Problem description: Could you repeat every record below exactly, leaving out the pictures?

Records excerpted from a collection
»»

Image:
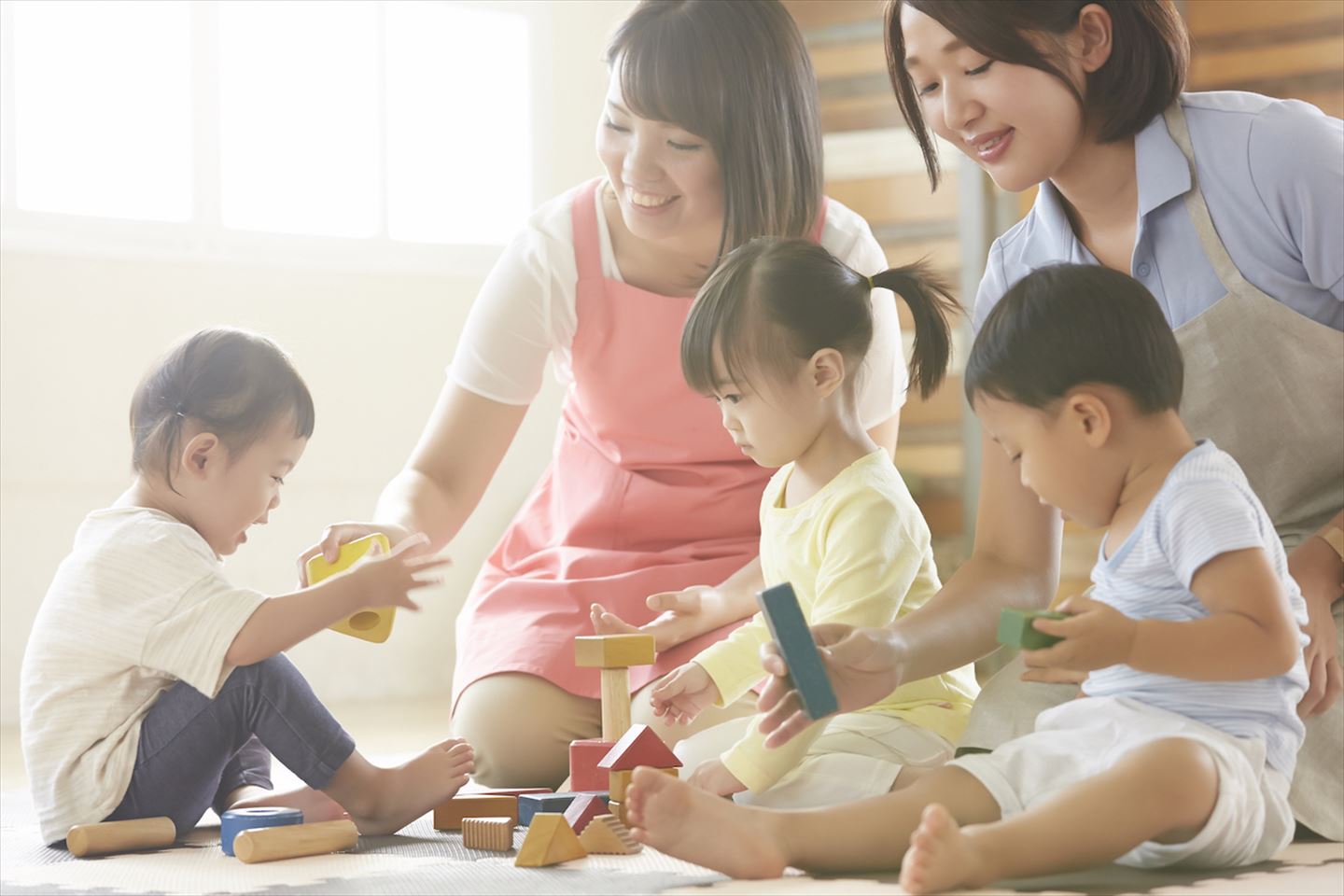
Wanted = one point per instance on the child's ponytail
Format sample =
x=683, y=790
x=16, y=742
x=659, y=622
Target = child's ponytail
x=931, y=302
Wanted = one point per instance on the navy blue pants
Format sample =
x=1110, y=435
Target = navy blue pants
x=194, y=751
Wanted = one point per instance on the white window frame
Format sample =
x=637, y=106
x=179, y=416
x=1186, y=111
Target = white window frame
x=204, y=237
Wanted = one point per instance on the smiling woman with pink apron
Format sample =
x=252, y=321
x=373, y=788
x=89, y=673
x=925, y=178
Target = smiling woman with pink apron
x=645, y=492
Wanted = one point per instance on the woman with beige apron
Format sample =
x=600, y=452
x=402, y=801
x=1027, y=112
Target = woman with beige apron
x=1267, y=385
x=1090, y=107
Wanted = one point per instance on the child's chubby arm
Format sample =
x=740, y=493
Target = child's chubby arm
x=376, y=581
x=1250, y=632
x=681, y=693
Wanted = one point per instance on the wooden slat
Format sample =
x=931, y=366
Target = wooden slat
x=902, y=199
x=821, y=14
x=861, y=113
x=1221, y=16
x=1277, y=61
x=849, y=60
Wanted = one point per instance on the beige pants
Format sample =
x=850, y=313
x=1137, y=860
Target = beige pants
x=522, y=727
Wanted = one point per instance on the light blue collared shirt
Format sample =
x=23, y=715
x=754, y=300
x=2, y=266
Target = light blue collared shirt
x=1273, y=175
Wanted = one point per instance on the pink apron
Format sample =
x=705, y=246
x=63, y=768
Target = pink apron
x=645, y=493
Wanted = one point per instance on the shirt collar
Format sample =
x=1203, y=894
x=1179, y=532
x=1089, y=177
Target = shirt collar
x=1163, y=175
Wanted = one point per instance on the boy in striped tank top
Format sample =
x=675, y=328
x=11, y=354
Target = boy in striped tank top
x=1183, y=746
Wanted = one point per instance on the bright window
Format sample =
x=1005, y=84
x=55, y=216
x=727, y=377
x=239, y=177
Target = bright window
x=370, y=119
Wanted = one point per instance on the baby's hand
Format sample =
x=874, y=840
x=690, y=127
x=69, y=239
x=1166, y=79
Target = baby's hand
x=714, y=777
x=683, y=693
x=386, y=580
x=1094, y=636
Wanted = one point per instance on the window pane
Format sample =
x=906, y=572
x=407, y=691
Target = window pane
x=103, y=107
x=299, y=117
x=458, y=144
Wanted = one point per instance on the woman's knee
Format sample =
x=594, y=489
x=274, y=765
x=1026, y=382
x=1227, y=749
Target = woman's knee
x=521, y=728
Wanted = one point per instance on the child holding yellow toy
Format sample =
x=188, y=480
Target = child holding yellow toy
x=153, y=687
x=1184, y=745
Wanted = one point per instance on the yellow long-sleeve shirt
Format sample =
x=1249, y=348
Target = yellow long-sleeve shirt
x=857, y=553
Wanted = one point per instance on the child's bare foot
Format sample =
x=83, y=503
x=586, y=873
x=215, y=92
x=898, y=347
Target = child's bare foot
x=387, y=800
x=681, y=821
x=314, y=804
x=941, y=856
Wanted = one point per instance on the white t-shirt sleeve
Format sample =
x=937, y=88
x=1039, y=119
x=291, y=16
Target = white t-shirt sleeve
x=1203, y=519
x=882, y=391
x=507, y=339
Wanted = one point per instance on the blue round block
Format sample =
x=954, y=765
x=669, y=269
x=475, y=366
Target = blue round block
x=235, y=821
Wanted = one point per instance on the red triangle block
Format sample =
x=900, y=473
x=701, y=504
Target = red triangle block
x=585, y=809
x=640, y=746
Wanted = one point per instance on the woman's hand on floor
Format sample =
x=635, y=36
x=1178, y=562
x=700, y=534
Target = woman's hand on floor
x=683, y=693
x=681, y=615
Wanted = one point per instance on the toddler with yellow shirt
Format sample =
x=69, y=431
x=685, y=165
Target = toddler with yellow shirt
x=778, y=337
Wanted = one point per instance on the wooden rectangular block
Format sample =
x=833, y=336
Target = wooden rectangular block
x=488, y=833
x=449, y=816
x=613, y=651
x=583, y=758
x=1015, y=629
x=620, y=783
x=793, y=637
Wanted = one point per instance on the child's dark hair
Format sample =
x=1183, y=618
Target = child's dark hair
x=234, y=383
x=1066, y=326
x=1144, y=74
x=776, y=301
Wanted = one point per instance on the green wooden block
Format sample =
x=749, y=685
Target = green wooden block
x=1015, y=629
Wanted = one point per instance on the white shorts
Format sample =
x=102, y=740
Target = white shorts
x=1080, y=739
x=858, y=755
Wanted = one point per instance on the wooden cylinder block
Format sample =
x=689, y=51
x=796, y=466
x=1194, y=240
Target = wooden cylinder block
x=488, y=833
x=293, y=841
x=616, y=703
x=119, y=835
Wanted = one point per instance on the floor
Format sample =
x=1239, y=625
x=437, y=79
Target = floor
x=414, y=862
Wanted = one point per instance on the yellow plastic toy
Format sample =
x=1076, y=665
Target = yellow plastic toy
x=370, y=624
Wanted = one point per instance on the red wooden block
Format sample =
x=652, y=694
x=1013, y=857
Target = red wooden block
x=640, y=746
x=585, y=809
x=583, y=758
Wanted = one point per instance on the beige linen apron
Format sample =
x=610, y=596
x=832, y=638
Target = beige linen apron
x=1267, y=385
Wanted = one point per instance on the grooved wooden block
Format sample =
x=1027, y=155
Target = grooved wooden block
x=1015, y=629
x=608, y=835
x=549, y=841
x=449, y=816
x=488, y=833
x=613, y=651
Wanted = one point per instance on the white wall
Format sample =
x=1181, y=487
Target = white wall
x=77, y=330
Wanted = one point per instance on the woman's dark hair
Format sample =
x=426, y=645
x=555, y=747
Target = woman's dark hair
x=1065, y=326
x=1145, y=72
x=234, y=383
x=738, y=76
x=775, y=302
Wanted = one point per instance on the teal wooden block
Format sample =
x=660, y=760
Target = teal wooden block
x=1015, y=629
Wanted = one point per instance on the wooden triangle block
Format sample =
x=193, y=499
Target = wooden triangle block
x=640, y=746
x=550, y=840
x=582, y=810
x=607, y=835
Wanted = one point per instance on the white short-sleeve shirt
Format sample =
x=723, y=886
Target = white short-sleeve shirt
x=139, y=605
x=525, y=311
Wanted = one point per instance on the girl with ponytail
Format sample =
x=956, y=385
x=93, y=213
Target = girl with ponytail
x=777, y=337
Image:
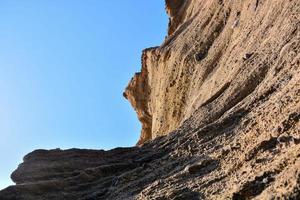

««

Output of the exercise:
Image:
Wanted = one point per instance on the child's ponytail
Format sample =
x=683, y=790
x=16, y=742
x=659, y=622
Target = child's ponytail
x=931, y=302
Wanted = one point per instance on the navy blue pants
Format sample =
x=1110, y=435
Target = navy blue pants
x=194, y=751
Wanted = one point per instance on the white window frame
Format sample =
x=637, y=106
x=179, y=416
x=1186, y=111
Target = white window frame
x=204, y=237
Wanted = one point per instance on the smiling woman with pink apron
Format sample =
x=252, y=321
x=373, y=788
x=89, y=673
x=925, y=178
Target = smiling woman with pink apron
x=645, y=492
Wanted = one point per instance on the woman with beige apron
Format sample =
x=600, y=452
x=402, y=801
x=1027, y=112
Target = woman with beige apron
x=1267, y=385
x=1090, y=107
Wanted = one point per instance on the child's chubby arm
Format sample =
x=740, y=493
Target = child's chubby arm
x=376, y=581
x=1250, y=632
x=681, y=693
Wanted = one point per instance on the wooden slat
Format sample =
x=931, y=366
Target = wooden slat
x=902, y=199
x=821, y=14
x=861, y=113
x=1221, y=16
x=1277, y=61
x=849, y=60
Wanted = one point per instance on the beige pants
Format sample =
x=850, y=313
x=1137, y=860
Target = beige pants
x=522, y=727
Wanted = one point per instance on the light blue collared shirt
Format sample =
x=23, y=715
x=754, y=300
x=2, y=266
Target = light blue collared shirt
x=1273, y=175
Wanted = one point per instance on the pink apron
Format sample =
x=705, y=246
x=63, y=768
Target = pink apron
x=645, y=493
Wanted = one point per instance on the shirt collar
Format sample =
x=1203, y=894
x=1179, y=532
x=1089, y=177
Target = shirt collar
x=1163, y=175
Wanted = one point per instance on the boy in striped tank top
Format sample =
x=675, y=328
x=11, y=354
Target = boy in striped tank top
x=1183, y=746
Wanted = one point per instance on the bright window
Format sample =
x=1005, y=84
x=55, y=216
x=727, y=377
x=239, y=177
Target = bright window
x=370, y=119
Wanted = one point per instance on the baby's hand
Format sample =
x=874, y=840
x=690, y=127
x=69, y=239
x=1166, y=79
Target = baby's hand
x=714, y=777
x=683, y=693
x=386, y=580
x=1094, y=636
Wanted = one point per instance on the window pane
Format sample =
x=906, y=572
x=407, y=691
Target = window pane
x=103, y=107
x=299, y=117
x=458, y=144
Wanted = one point per instance on the woman's knee
Format sample =
x=594, y=489
x=274, y=765
x=1026, y=382
x=1227, y=749
Target = woman's knee
x=521, y=728
Wanted = one point per instance on the child holding yellow toy
Format sample =
x=188, y=480
Target = child holding yellow toy
x=153, y=687
x=1184, y=745
Wanted = one point per instance on the yellow long-sleeve shirt
Format sample =
x=1249, y=348
Target = yellow long-sleeve shirt
x=857, y=553
Wanted = one point per instance on the child's bare foot
Format sample =
x=83, y=503
x=586, y=873
x=215, y=92
x=898, y=347
Target = child's bare foot
x=387, y=800
x=681, y=821
x=314, y=804
x=941, y=856
Wanted = one point per instance on the white t-shirt sleeve
Format sample =
x=937, y=88
x=1039, y=119
x=291, y=16
Target = white t-shirt sleeve
x=1203, y=519
x=882, y=391
x=507, y=339
Wanted = one point per instance on the blue round block
Format sample =
x=954, y=765
x=669, y=269
x=475, y=366
Target = blue round block
x=235, y=821
Wanted = one point per instance on the red triangle block
Format sample =
x=900, y=473
x=701, y=504
Target = red triangle block
x=585, y=809
x=640, y=746
Wanted = one point per instance on the woman's hand on floor
Format sample =
x=635, y=36
x=1178, y=562
x=700, y=534
Target = woman's hand on floor
x=683, y=693
x=681, y=615
Wanted = one point per instance on the toddler with yellow shirt
Format sample =
x=69, y=431
x=685, y=165
Target = toddler with yellow shirt
x=778, y=337
Wanted = one point per instance on the wooden rectangular block
Format sample =
x=833, y=336
Target = wooden rectangular block
x=488, y=833
x=449, y=816
x=613, y=651
x=583, y=758
x=1015, y=629
x=620, y=783
x=793, y=637
Wanted = one point per instance on the child's dark hair
Format sample =
x=1183, y=618
Target = child's dark hair
x=234, y=383
x=1066, y=326
x=1144, y=74
x=776, y=301
Wanted = one point per instance on the green wooden block
Format sample =
x=749, y=685
Target = green wooden block
x=1015, y=629
Wanted = one point per instance on the white shorts
Format sample =
x=102, y=740
Target = white shorts
x=1080, y=739
x=858, y=755
Wanted = one point per instance on the wooden cylinder block
Format sample =
x=689, y=51
x=796, y=466
x=1194, y=240
Target = wooden cylinder block
x=488, y=833
x=293, y=841
x=616, y=703
x=119, y=835
Wanted = one point per instance on the floor
Format sample =
x=1239, y=625
x=437, y=79
Target = floor
x=414, y=862
Wanted = one point per instance on the yellow plastic toy
Format sample =
x=1076, y=665
Target = yellow plastic toy
x=370, y=624
Wanted = one point per instance on the red wooden block
Format sample =
x=652, y=694
x=1013, y=857
Target = red wooden block
x=640, y=746
x=585, y=809
x=583, y=758
Wanted = one point per instance on the beige linen apron
Format sample =
x=610, y=596
x=832, y=638
Target = beige linen apron
x=1267, y=385
Wanted = one point per instance on the grooved wooden block
Format sample =
x=1027, y=155
Target = grooved wooden block
x=1015, y=629
x=608, y=835
x=549, y=841
x=449, y=816
x=488, y=833
x=613, y=651
Wanted = one point per instance on the white wall
Format sample =
x=1181, y=487
Target = white wall
x=77, y=330
Wanted = one point per instance on the woman's dark hair
Format sample =
x=426, y=645
x=555, y=747
Target = woman's dark hair
x=1065, y=326
x=1145, y=72
x=234, y=383
x=738, y=76
x=775, y=302
Wanted = one point per instance on the teal wooden block
Format sample =
x=660, y=760
Target = teal wooden block
x=1015, y=629
Wanted = one point per instance on the wooden triangle block
Format sample =
x=193, y=499
Target = wooden triangle block
x=640, y=746
x=550, y=840
x=582, y=810
x=607, y=835
Wanted = one point per instance on the white short-sleeve shirt
Format sample =
x=723, y=886
Target = white short-sleeve shirt
x=139, y=605
x=525, y=311
Wanted = one point per instance on the girl with ponytail
Format sample =
x=956, y=385
x=93, y=213
Target = girl with ponytail
x=777, y=337
Image:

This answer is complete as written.